» **Directions for this task**:
Rewrite every entry below, replacing each occurrence of "Query" with "Label" and keeping all other text unchanged. Omit the pictures from your version.

** START OF Record set **

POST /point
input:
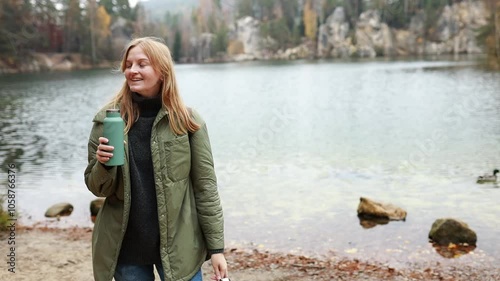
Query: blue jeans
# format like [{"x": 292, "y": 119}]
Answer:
[{"x": 131, "y": 272}]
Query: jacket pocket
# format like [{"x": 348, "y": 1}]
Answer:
[{"x": 178, "y": 158}]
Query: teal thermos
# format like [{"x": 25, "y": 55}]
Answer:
[{"x": 113, "y": 131}]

** END OF Record set **

» **Expected answer**:
POST /point
input:
Label: blue jeans
# format like [{"x": 292, "y": 119}]
Answer:
[{"x": 131, "y": 272}]
Label: jacket pocket
# format like [{"x": 348, "y": 1}]
Answer:
[{"x": 178, "y": 158}]
Label: teal thermos
# format like [{"x": 25, "y": 55}]
Answer:
[{"x": 113, "y": 131}]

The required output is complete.